Would you reproduce the whole listing exactly, minus its images?

-------- Data under study

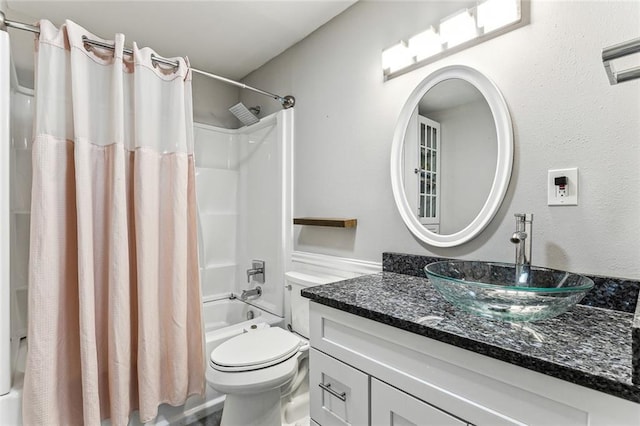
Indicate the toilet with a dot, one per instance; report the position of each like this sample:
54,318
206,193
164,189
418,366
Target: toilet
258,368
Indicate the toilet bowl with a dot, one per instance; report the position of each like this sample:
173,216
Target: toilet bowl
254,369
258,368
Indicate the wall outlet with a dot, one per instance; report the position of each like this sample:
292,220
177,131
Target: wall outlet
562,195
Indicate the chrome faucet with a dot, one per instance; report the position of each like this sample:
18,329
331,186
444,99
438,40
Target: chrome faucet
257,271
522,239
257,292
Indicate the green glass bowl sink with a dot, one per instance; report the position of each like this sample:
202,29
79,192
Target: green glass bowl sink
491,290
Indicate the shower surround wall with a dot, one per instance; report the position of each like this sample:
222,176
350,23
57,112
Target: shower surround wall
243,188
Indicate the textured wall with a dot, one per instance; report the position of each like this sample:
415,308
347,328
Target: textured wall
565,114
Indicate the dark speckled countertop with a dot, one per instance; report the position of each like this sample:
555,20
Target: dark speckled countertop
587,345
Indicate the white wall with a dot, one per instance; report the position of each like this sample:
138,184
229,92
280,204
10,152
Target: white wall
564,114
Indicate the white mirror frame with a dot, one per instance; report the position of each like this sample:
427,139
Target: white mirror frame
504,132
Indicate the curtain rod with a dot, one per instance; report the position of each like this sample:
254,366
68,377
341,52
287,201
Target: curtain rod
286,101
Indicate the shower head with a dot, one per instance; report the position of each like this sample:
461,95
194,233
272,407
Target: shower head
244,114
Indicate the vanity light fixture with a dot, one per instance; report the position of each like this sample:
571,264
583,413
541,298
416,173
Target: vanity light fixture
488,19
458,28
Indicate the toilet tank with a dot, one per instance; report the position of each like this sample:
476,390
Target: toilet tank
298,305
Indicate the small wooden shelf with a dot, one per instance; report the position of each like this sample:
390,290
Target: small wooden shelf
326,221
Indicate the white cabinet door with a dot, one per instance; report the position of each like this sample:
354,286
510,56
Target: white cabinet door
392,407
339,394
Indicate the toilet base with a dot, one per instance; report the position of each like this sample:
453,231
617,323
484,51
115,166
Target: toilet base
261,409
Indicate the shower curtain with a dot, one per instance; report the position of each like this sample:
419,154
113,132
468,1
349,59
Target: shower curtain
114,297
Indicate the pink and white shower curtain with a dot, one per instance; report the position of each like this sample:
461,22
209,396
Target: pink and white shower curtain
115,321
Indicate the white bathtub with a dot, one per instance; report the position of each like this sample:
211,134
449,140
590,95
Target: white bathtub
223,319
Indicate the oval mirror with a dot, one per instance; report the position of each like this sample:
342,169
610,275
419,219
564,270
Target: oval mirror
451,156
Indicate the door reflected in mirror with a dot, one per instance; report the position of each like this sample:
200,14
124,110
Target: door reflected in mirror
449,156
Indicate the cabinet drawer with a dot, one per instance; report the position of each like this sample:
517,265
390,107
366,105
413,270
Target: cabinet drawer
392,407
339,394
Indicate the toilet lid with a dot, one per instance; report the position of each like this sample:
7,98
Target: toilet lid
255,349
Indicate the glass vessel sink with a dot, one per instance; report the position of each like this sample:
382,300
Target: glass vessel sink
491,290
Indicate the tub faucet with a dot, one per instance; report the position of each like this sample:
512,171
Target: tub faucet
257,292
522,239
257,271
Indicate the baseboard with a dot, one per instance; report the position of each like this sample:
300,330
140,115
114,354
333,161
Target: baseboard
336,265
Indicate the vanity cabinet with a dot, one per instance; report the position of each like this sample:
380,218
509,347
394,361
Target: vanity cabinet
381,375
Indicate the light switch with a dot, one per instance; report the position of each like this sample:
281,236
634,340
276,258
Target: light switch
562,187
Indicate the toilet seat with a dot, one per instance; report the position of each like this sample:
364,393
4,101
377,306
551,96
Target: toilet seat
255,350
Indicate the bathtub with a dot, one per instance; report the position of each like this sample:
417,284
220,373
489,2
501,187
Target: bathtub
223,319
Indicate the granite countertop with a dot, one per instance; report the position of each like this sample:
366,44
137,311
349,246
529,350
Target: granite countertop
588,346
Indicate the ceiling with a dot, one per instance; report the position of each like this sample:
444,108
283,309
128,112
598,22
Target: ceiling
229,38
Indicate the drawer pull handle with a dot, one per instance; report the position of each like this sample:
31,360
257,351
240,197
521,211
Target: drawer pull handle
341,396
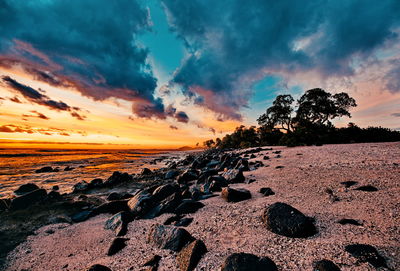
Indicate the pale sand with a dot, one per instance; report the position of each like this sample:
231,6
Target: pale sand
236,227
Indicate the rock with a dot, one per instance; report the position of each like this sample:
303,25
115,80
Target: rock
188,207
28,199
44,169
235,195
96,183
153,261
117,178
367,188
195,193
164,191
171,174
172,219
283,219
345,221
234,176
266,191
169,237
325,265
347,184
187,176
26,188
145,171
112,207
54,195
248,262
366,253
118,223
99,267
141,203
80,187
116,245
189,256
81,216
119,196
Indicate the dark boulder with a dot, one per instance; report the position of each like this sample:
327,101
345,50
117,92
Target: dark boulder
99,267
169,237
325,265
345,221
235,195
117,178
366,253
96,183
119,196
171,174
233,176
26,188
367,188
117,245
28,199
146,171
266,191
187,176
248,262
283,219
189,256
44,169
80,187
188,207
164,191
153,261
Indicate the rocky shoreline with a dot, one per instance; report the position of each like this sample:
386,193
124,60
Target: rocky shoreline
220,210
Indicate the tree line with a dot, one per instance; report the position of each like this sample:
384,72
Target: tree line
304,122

----------------

**Answer**.
Indicate the toilet with a dot, one per instance; report the position of each like this sample:
54,318
206,193
164,189
418,366
Target: toilet
258,368
Indicate the toilet bowl with a dot, one per instance; report the position of each like this sample:
173,216
Target: toilet bowl
254,369
258,368
Indicate the wall outlet with a dot, one per instance; report the position of each like this sample:
292,220
177,131
Target: wall outlet
562,195
Indicate the chrome faucet with a dot, one per instance; report the position of each like this sample:
18,329
331,186
444,99
438,40
Target: chrome faucet
257,271
522,239
257,292
Indicate the green glass bowl sink with a dot, one per instance; report the position of each like this sample:
202,29
79,192
Target: green glass bowl sink
491,290
Indicate the shower surround wall with a dot, one per instance; report the position of each like this sample:
222,176
350,23
57,112
Target: shower surround wall
243,188
Indicate the textured wall with a dot, one per instance; report the position of each like this sample:
415,308
347,328
Target: textured wall
565,114
Indicate the dark speckled countertop with a dot, one per instance; report the position of each like this sample:
555,20
Target: dark speckled countertop
587,345
Indicate the white wall with a dot, one per instance; report the position of each like this sample:
138,184
229,92
280,204
10,152
Target: white wall
564,114
Indicate the white mirror frame with a dot, one per instance; report the position of each like this sample:
427,139
Target: white mirror frame
504,132
Indicate the curtain rod with a dot, one per instance; report the position of each like this sample:
254,366
68,377
341,52
287,201
Target: curtain rod
286,101
Indicate the shower head with a dot, one per instance; report the position of each like this sample:
461,95
194,233
272,407
Target: shower head
244,114
Indicate the vanity light fixture with a dot, one per instance; report the position of each like this sample:
571,264
583,413
541,298
416,173
Target: vanity light fixture
488,19
458,28
Indicate the toilet tank with a dot, one per instance; report the position of each like this sample:
476,390
Target: toilet tank
298,305
Indicate the small wooden shelf with a dot, one per instance; report the position of each like this sample:
390,290
Target: small wooden shelf
326,221
Indicate the white cabinet door with a dot, one per instance; report the position of each like this sample:
354,286
510,56
Target: white cabinet door
392,407
339,394
Indicate the toilet base with a dot, one per instance; report the position of each like this sample:
453,231
617,323
484,51
115,166
Target: toilet base
261,409
Indicate the shower curtain with a dot, one per instance; report the position of each like this sample:
419,154
113,132
468,1
349,59
Target: shower curtain
114,297
Indicate the pink and white shower curtain with a dot, one per instance; report the position of each like this sample:
461,22
209,396
Target: pink and white shower curtain
115,321
Indicate the white bathtub with a dot, one per instance; report the position of each like this sample:
211,134
449,140
590,95
Target: white bathtub
223,319
Indicate the oval mirror with a dot, one per instance; report the position of each like this sample:
342,169
610,275
419,219
564,270
Target: oval mirror
451,156
Indicate the door reflected in mirror with a dot, one per instance; report the position of each like this sample:
200,14
124,110
Target: door reflected in mirror
449,156
Indicate the cabinet drawer with a dot, one per instance; report the position of each like this sample:
517,265
390,107
366,105
413,270
Target: cabinet drawer
392,407
339,394
Indicate the toilet lid with a dot, one per instance; report the position of each like this sample:
7,98
Target: toilet lid
255,349
Indicate the glass vessel sink with a dot, one per instance; report the position of each like this sample:
382,300
Target: glass vessel sink
491,290
Indicate the tub faucet with a dot, one per instance; report the position of each like this sample:
512,171
Target: tub faucet
257,292
522,239
257,271
Indicate the baseboard with a dot, one per instance; report the position of each like this sample:
300,330
140,115
114,354
333,161
Target: baseboard
336,265
Indicate the vanity cabinet with a dot, one per instance; report the position of each like this sample:
380,218
509,347
394,361
Target: vanity cabinet
381,375
Indicate the light switch with a dot, one per instance; report the position of each like this sample:
281,236
634,340
276,258
Target: light switch
562,187
Indicate the toilet seat with a dot, one per instance; report the position of each like this sample:
364,393
4,101
377,306
551,96
Target: toilet seat
255,350
Indicate the bathtub with a dot, one per instance; report the position of each like this sample:
417,284
220,373
489,2
501,187
Target: bathtub
223,319
Indicate the granite countertop with a dot, one per instance; report the position of each like this sample:
366,44
137,311
349,246
529,350
Target: granite countertop
588,346
Indicate the ceiling with a dot, one per instance; report the position of each like this sample:
444,108
283,309
128,112
598,22
Target: ceiling
229,38
Indicate the drawer pull handle with a dot, one per instance; report the position of each like this sample:
31,360
257,351
240,197
521,211
Target: drawer pull handle
341,396
Indicate the pale sand with a dot, one per instance; report the position of each like this sample:
231,6
Target: pale sand
236,227
Indicate the rock with a dot, one per instance; report the position of each like this sample:
303,25
115,80
Target: rock
188,207
28,199
44,169
235,195
96,183
153,261
117,178
367,188
195,193
164,191
171,174
172,219
283,219
345,221
234,176
266,191
169,237
325,265
347,184
187,176
26,188
145,171
112,207
54,195
248,262
366,253
118,223
99,267
141,203
80,187
116,245
189,256
81,216
119,196
Indicate the dark boulder with a dot, one per instance; report the position of each like this sample:
327,101
345,50
117,92
Target: dark boulder
99,267
169,237
325,265
345,221
235,195
117,178
366,253
96,183
119,196
171,174
233,176
26,188
367,188
117,245
28,199
146,171
266,191
187,176
248,262
283,219
189,256
44,169
80,187
188,207
164,191
153,261
Indicate the rocky shoreline with a dot, one per instance; report the position of each like this sample:
386,193
124,60
Target: rocky shoreline
220,210
Indicate the tree line with a dot, one per instance; report the position of each like this sample:
384,72
Target: tree line
304,122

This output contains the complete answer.